**PROBLEM TO WORK ON:**
Show every line in the rows below that contains the string "black".

**INPUT:**

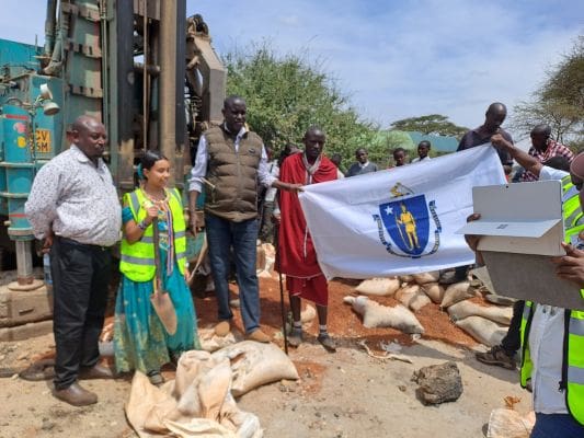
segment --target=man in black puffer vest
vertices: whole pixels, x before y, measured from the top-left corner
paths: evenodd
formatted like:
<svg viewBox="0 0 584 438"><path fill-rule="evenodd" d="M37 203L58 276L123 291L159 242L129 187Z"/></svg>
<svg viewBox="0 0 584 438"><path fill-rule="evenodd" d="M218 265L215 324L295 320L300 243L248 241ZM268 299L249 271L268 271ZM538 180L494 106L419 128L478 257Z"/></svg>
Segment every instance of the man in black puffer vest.
<svg viewBox="0 0 584 438"><path fill-rule="evenodd" d="M208 129L198 143L190 180L191 229L201 230L195 214L198 194L205 186L205 228L219 308L218 336L230 331L229 253L233 249L241 318L249 339L270 342L260 328L260 293L255 275L257 239L257 182L266 187L299 191L270 175L267 155L259 135L245 128L245 101L229 96L224 103L225 122Z"/></svg>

**COMPLETE RESPONSE:**
segment --target=man in black puffer vest
Segment every instance of the man in black puffer vest.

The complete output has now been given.